* Begin DATA SUPPLIED *

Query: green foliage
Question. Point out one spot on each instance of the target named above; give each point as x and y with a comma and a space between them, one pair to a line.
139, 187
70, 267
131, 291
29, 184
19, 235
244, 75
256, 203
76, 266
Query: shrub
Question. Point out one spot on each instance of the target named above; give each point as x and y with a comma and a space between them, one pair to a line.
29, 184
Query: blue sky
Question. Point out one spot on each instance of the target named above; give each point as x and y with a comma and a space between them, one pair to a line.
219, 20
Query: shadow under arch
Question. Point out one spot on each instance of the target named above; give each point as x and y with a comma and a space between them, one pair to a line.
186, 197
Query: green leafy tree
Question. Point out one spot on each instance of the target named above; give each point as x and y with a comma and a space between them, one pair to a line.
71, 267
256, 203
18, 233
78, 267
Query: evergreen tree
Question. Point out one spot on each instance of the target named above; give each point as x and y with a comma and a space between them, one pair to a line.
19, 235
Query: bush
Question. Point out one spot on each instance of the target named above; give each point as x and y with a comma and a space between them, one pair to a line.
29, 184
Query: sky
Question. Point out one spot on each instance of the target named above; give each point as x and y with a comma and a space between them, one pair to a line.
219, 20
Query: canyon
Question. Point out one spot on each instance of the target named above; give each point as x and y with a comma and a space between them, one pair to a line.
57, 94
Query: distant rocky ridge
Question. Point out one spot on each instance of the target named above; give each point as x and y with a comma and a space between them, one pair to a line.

* End DATA SUPPLIED *

**CHALLENGE**
Pull out every line from the one with "Query: canyon" to the end of the listing, and output only those.

**THE COMPLETED TASK**
Query: canyon
Question. Point out one spot on each instance of the target named above; give each point as x and y with a comma and a space between them, one pair to a line.
57, 94
Query: distant rocky ridge
Question. Point out one spot on each instance of the target named above; give each point as x and y with a comma and a space between them, one pair to a line.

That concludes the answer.